» Exercise details
Please add -44 to every coordinate in the answers and write out the material below again, starting at its first line and ending at the line that contains "<point>116,282</point>", both included and with every line kept. Leave the pictures out.
— START Material to process —
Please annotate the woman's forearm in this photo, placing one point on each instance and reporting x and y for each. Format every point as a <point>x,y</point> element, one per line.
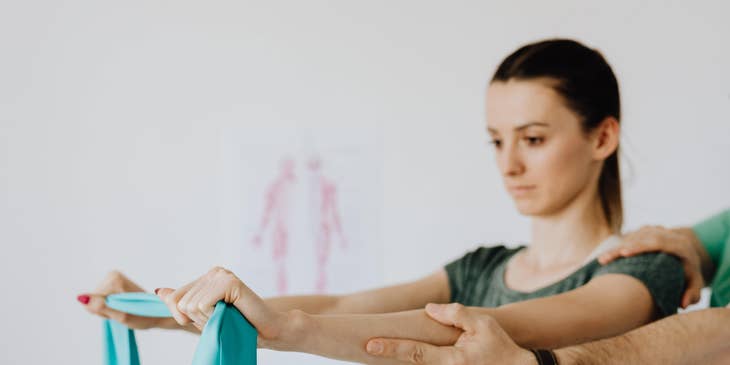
<point>313,304</point>
<point>344,337</point>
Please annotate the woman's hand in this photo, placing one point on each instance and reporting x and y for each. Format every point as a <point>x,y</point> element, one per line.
<point>193,304</point>
<point>677,242</point>
<point>116,282</point>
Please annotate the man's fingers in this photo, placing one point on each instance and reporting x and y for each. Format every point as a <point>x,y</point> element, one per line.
<point>692,295</point>
<point>412,352</point>
<point>453,314</point>
<point>609,256</point>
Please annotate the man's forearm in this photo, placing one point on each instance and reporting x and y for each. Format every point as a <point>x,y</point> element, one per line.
<point>677,340</point>
<point>344,337</point>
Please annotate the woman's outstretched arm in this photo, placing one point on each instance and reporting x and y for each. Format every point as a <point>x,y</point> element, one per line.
<point>608,305</point>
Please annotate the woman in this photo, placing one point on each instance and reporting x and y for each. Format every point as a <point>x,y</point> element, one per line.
<point>553,113</point>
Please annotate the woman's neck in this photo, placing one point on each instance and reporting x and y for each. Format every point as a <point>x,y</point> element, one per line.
<point>568,236</point>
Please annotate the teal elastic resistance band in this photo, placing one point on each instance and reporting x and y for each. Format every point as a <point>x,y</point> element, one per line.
<point>227,339</point>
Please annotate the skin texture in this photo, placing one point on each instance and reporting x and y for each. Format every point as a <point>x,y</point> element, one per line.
<point>680,242</point>
<point>695,338</point>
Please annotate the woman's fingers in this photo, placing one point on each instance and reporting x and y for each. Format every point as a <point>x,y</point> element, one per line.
<point>96,304</point>
<point>171,298</point>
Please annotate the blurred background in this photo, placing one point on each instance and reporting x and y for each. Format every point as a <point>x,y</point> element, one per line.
<point>153,137</point>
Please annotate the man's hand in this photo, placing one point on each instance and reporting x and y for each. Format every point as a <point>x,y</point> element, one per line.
<point>681,243</point>
<point>482,342</point>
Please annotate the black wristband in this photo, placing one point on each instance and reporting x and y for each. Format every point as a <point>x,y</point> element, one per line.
<point>545,357</point>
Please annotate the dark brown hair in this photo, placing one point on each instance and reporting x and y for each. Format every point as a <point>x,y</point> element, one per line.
<point>588,85</point>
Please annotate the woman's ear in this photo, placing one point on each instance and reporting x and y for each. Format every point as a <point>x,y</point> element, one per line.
<point>606,138</point>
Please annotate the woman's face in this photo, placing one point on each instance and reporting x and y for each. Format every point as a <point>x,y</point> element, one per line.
<point>545,158</point>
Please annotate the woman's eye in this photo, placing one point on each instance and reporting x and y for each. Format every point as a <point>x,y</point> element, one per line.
<point>534,141</point>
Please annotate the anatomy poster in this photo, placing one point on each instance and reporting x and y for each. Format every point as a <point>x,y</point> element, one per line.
<point>301,211</point>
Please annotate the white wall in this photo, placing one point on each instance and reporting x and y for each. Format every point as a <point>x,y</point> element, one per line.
<point>111,114</point>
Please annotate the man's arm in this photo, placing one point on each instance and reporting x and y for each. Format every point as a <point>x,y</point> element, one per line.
<point>683,339</point>
<point>700,337</point>
<point>560,320</point>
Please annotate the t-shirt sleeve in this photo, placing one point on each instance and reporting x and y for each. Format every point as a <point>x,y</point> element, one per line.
<point>714,232</point>
<point>661,273</point>
<point>464,271</point>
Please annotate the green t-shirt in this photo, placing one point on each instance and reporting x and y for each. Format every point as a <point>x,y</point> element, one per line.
<point>477,278</point>
<point>714,233</point>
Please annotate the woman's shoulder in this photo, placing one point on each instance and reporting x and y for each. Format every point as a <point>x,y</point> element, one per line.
<point>661,273</point>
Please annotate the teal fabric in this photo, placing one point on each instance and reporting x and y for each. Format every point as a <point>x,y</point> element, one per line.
<point>714,233</point>
<point>227,339</point>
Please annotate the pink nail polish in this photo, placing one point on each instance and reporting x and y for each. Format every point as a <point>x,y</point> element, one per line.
<point>83,299</point>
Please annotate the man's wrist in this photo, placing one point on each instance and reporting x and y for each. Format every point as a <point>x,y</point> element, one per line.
<point>570,356</point>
— END Material to process —
» Output of the task
Please annotate the woman's forearm in this photo, placing one point on each instance and reporting x and y for each. Format every point as a <point>x,y</point> element, one per line.
<point>269,260</point>
<point>300,293</point>
Please annotate the woman's hand in this photo, placing one point on each instance and reporting x and y for each. Format every point as a <point>x,y</point> element, one per line.
<point>149,260</point>
<point>633,198</point>
<point>72,238</point>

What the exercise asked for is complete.